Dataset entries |
** BEGIN **
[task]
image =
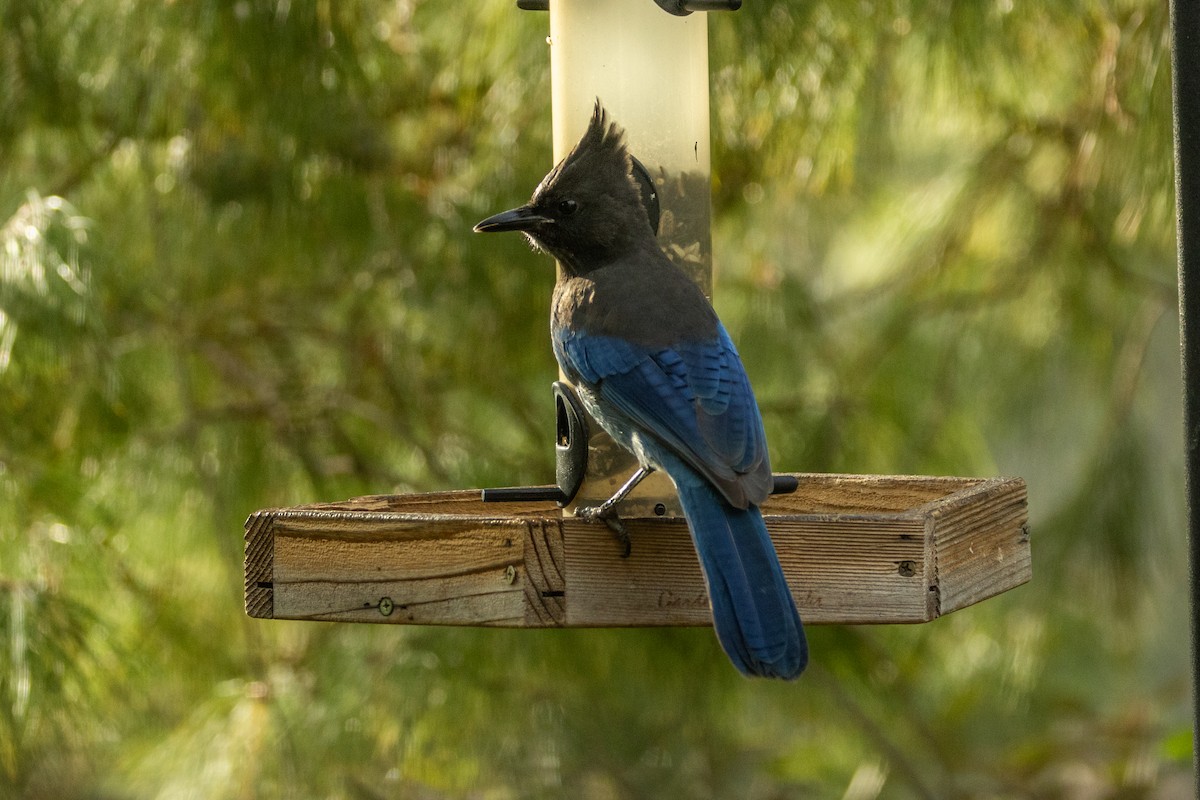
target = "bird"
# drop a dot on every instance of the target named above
(657, 370)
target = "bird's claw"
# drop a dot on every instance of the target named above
(609, 516)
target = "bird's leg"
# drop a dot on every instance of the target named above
(606, 511)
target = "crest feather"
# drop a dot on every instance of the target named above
(603, 143)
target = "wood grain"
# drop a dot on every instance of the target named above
(856, 548)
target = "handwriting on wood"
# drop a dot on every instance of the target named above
(856, 548)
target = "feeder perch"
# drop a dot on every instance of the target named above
(855, 548)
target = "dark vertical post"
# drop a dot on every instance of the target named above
(1186, 62)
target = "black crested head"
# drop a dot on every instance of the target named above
(587, 211)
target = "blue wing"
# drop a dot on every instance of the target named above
(693, 397)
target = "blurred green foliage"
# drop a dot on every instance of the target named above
(237, 272)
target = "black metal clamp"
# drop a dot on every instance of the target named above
(677, 7)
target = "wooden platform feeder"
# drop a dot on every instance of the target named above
(856, 548)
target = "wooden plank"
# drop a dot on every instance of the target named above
(855, 549)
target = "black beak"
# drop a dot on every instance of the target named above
(522, 218)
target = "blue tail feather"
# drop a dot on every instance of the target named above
(753, 608)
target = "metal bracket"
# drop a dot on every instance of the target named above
(677, 7)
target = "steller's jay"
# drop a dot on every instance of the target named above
(657, 370)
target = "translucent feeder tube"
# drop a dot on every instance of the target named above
(649, 70)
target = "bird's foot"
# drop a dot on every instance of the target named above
(609, 516)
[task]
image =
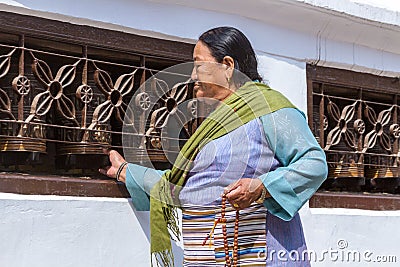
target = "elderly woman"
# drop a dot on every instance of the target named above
(243, 175)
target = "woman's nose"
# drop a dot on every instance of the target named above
(193, 76)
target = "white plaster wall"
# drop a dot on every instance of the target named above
(41, 231)
(60, 231)
(370, 234)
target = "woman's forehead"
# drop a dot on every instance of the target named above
(201, 52)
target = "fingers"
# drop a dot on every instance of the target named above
(105, 170)
(231, 187)
(242, 193)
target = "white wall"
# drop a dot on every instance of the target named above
(68, 231)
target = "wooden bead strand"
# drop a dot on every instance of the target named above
(228, 261)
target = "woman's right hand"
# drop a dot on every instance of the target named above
(116, 161)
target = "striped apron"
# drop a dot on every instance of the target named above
(198, 222)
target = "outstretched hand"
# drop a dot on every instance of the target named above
(242, 193)
(116, 160)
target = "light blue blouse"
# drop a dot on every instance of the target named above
(297, 170)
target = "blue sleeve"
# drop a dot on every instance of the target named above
(139, 181)
(303, 163)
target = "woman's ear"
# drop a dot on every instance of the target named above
(228, 61)
(230, 66)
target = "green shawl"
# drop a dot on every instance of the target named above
(250, 101)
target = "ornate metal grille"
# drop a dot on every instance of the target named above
(355, 118)
(61, 103)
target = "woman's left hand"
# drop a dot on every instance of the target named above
(242, 193)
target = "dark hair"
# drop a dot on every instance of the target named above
(229, 41)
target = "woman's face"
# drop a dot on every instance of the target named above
(210, 77)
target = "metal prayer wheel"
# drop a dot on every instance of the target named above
(20, 132)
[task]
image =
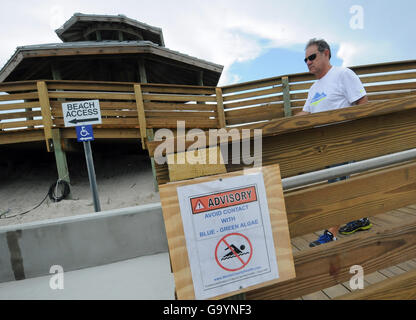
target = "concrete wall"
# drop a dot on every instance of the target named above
(29, 250)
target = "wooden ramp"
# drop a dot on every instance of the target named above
(342, 290)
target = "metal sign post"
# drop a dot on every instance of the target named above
(86, 113)
(91, 175)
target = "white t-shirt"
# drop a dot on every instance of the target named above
(339, 88)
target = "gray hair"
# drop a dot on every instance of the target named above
(320, 43)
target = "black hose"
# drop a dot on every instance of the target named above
(60, 186)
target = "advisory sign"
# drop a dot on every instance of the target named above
(228, 234)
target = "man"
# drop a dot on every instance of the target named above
(335, 88)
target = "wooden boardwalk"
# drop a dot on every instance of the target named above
(379, 221)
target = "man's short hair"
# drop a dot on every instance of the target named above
(321, 44)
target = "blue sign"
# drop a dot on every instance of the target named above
(84, 133)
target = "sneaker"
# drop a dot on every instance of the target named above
(326, 237)
(357, 225)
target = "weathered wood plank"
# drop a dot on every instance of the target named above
(321, 207)
(401, 287)
(140, 113)
(291, 124)
(252, 94)
(150, 106)
(179, 98)
(220, 108)
(329, 264)
(253, 102)
(19, 96)
(91, 95)
(266, 112)
(20, 105)
(105, 133)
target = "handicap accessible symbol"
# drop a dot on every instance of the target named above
(84, 133)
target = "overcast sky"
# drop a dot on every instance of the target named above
(251, 39)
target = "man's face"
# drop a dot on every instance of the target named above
(317, 65)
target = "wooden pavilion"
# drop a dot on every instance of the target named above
(108, 48)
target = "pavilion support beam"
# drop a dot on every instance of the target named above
(60, 156)
(58, 141)
(149, 132)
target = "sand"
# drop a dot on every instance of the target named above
(123, 173)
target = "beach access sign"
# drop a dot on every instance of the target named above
(228, 234)
(79, 113)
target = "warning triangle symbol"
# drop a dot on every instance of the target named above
(199, 206)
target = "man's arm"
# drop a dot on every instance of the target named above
(302, 113)
(362, 100)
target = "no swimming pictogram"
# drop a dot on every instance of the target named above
(233, 252)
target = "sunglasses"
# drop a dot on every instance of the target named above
(310, 58)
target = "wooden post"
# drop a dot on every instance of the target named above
(150, 137)
(142, 71)
(58, 142)
(60, 156)
(140, 113)
(46, 113)
(286, 96)
(220, 108)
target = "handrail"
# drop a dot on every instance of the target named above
(254, 104)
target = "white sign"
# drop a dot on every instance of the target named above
(79, 113)
(228, 234)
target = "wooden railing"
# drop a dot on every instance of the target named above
(128, 109)
(298, 144)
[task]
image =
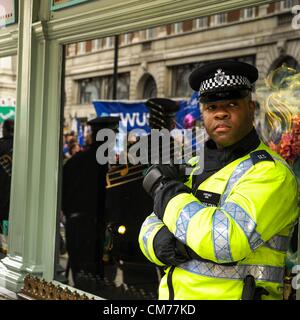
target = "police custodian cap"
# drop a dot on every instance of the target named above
(104, 123)
(223, 80)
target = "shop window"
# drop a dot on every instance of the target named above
(202, 23)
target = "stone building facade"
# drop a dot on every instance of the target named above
(157, 61)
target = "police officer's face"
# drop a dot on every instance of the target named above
(227, 122)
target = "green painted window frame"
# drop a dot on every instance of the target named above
(64, 5)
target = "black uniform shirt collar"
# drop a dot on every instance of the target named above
(239, 149)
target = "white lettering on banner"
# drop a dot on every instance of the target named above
(133, 119)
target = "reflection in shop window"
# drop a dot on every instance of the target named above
(202, 23)
(97, 44)
(7, 115)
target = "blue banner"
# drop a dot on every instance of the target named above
(133, 114)
(136, 115)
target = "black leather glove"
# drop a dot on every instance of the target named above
(166, 248)
(157, 175)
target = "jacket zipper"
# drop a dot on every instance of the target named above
(170, 284)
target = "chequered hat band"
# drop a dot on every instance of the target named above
** END **
Reproduce all entries without any change, and omit the pictures.

[task]
image =
target = "bird"
# drop a dot on every instance of the target named above
(657, 370)
target = "bird's claw"
# drop a dot on every instance of the target named above
(609, 516)
target = "bird's leg"
# drop a dot on every instance of the target named above
(606, 511)
target = "crest feather"
# drop a dot on every instance of the target named above
(603, 143)
target = "wood grain"
# drop a dot on every instance of the target named above
(856, 548)
target = "handwriting on wood"
# drop a dot on every instance of the target named above
(856, 548)
target = "feeder perch"
# drop a dot on every instance of the target named above
(855, 548)
target = "dark vertical post"
# drop a dot on every instance of the target named above
(1186, 62)
target = "black crested head"
# drop a dot on every instance of the target named above
(587, 211)
target = "blue wing"
# drop a dot on every instance of the target named above
(693, 397)
target = "blurred green foliage"
# drop a dot on every instance of the target named above
(237, 272)
target = "black metal clamp"
# drop a dot on every instance of the target named above
(677, 7)
target = "wooden platform feeder"
# drop a dot on every instance of the target named above
(856, 548)
target = "wooden plank"
# drop a dot on every instance of the target named above
(855, 549)
target = "black beak"
# drop a dot on every instance of the target named above
(522, 218)
target = "blue tail feather"
# drop a dot on every instance of the target named above
(753, 608)
target = "metal bracket"
# drop a dot on every instance of the target named above
(677, 7)
target = "steller's jay"
# drop a dot on every instance of the target named above
(657, 370)
target = "translucent feeder tube"
# drop a dot on every instance of the target named above
(649, 70)
target = "bird's foot"
# drop a dot on every instance of the target named above
(609, 516)
[task]
image =
target = "elderly woman"
# drop a dot on every instance of the target named above
(243, 175)
target = "woman's nose"
# drop a dot on every instance of the target named above
(193, 76)
target = "white plaster wall"
# drop a dot on every instance of the target named above
(41, 231)
(60, 231)
(370, 234)
target = "woman's forehead"
# drop a dot on every instance of the target named above
(201, 52)
target = "fingers"
# drop a dot on every instance of the target named above
(105, 170)
(231, 187)
(242, 193)
target = "white wall"
# drop a dot on every instance of the target named above
(68, 231)
target = "wooden bead strand"
# drop a dot on every instance of the target named above
(228, 261)
target = "woman's right hand"
# drop a dot on every instance of the target named above
(116, 161)
target = "striped apron"
# drop a dot on every instance of the target named above
(198, 222)
target = "outstretched hand"
# drop a dot on every instance of the target named above
(242, 193)
(116, 160)
target = "light blue blouse"
# drop a dot on every instance of the target named above
(297, 170)
target = "blue sleeve"
# drop a dot on every instance of the target named above
(139, 181)
(303, 163)
target = "woman's ear"
# drop a dot on every instance of the target named above
(228, 61)
(230, 66)
target = "green shawl"
# drop a dot on every instance of the target named above
(250, 101)
target = "ornate metal grille"
# drop a dot on every instance of the target named above
(355, 118)
(61, 103)
target = "woman's left hand"
# drop a dot on every instance of the target named above
(242, 193)
target = "dark hair"
# drop a dot on every instance of the target named above
(229, 41)
target = "woman's face"
# drop a dot on every instance of the target named above
(210, 77)
target = "metal prayer wheel"
# drop a dot on every instance of the target named above
(20, 132)
[task]
image =
target = "concrete wall"
# drop a dot on every instance of the target named above
(29, 250)
target = "wooden ramp"
# drop a dot on every instance of the target named above
(342, 290)
target = "metal sign post"
# drop a dot on every instance of the target named above
(86, 113)
(91, 175)
target = "white t-shirt"
# drop a dot on every instance of the target named above
(339, 88)
target = "gray hair"
# drop a dot on every instance of the target named above
(320, 43)
target = "black hose"
# drop a dot on every instance of the target named above
(60, 186)
target = "advisory sign"
# drop a dot on every instance of the target named above
(228, 234)
target = "man"
# drop a dot on every instance of the target named above
(335, 88)
target = "wooden boardwalk"
# drop a dot on every instance of the target named above
(379, 221)
target = "man's short hair"
# drop a dot on every instance of the target named above
(321, 44)
target = "blue sign"
# drop a dot on every instance of the target named above
(84, 133)
target = "sneaker"
# drop a dot on every instance of the target named above
(326, 237)
(357, 225)
target = "weathered wood plank"
# drop a dot on every instance of the target named above
(321, 207)
(401, 287)
(140, 113)
(291, 124)
(252, 94)
(150, 106)
(179, 98)
(220, 108)
(329, 264)
(253, 102)
(19, 96)
(91, 95)
(266, 112)
(20, 105)
(105, 133)
target = "handicap accessible symbol"
# drop a dot on every instance of the target named above
(84, 133)
target = "overcast sky"
# drop a dot on every instance of the target named above
(251, 39)
target = "man's face"
# drop a dot on every instance of the target named above
(317, 65)
target = "wooden pavilion"
# drop a dot on every instance of the target named above
(108, 48)
target = "pavilion support beam"
# drop a dot on every instance of the target named above
(60, 156)
(58, 141)
(149, 132)
target = "sand"
# drop a dot on every instance of the target named above
(123, 173)
target = "beach access sign"
# drop a dot on every instance of the target named above
(228, 234)
(79, 113)
target = "warning triangle symbol"
# drop a dot on every instance of the target named above
(199, 206)
target = "man's arm"
# drop a dot on every instance of the target named above
(302, 113)
(362, 100)
target = "no swimming pictogram"
# drop a dot on every instance of the target named above
(233, 252)
target = "sunglasses"
# drop a dot on every instance of the target named above
(310, 58)
target = "wooden post"
# drop a dot on every instance of the target named above
(150, 137)
(142, 71)
(58, 142)
(60, 156)
(140, 113)
(46, 113)
(286, 96)
(220, 108)
target = "handrail"
# drop a dot on every instance of the target named above
(254, 104)
target = "white sign"
# drop a dot on every instance of the target named above
(79, 113)
(228, 234)
target = "wooden railing"
# drop a dot on every instance of the target named above
(128, 109)
(298, 144)
[task]
image =
target = "police custodian cap"
# drop a dot on every instance of the target named above
(104, 123)
(223, 80)
target = "shop window"
# drop a dot on every instance of the target named above
(202, 23)
target = "stone building facade"
# drop a dot on every instance of the target named above
(157, 61)
target = "police officer's face"
# drop a dot on every instance of the target named above
(227, 122)
target = "green painted window frame"
# drop a dot on every instance of the target named above
(64, 5)
target = "black uniform shirt collar"
# drop a dot on every instance of the target named above
(239, 149)
target = "white lettering on banner"
# drop a dot on every instance of the target named above
(133, 119)
target = "reflection in shop window"
# drop a dot on every instance of the target named above
(202, 23)
(97, 44)
(7, 115)
target = "blue banner"
# drop a dot on every instance of the target named above
(133, 114)
(136, 115)
target = "black leather glove"
# drop a dot on every instance of the target named above
(166, 248)
(157, 175)
target = "jacket zipper"
# drop a dot on every instance of the target named above
(170, 284)
target = "chequered hat band"
# drop a dot on every instance of the target named above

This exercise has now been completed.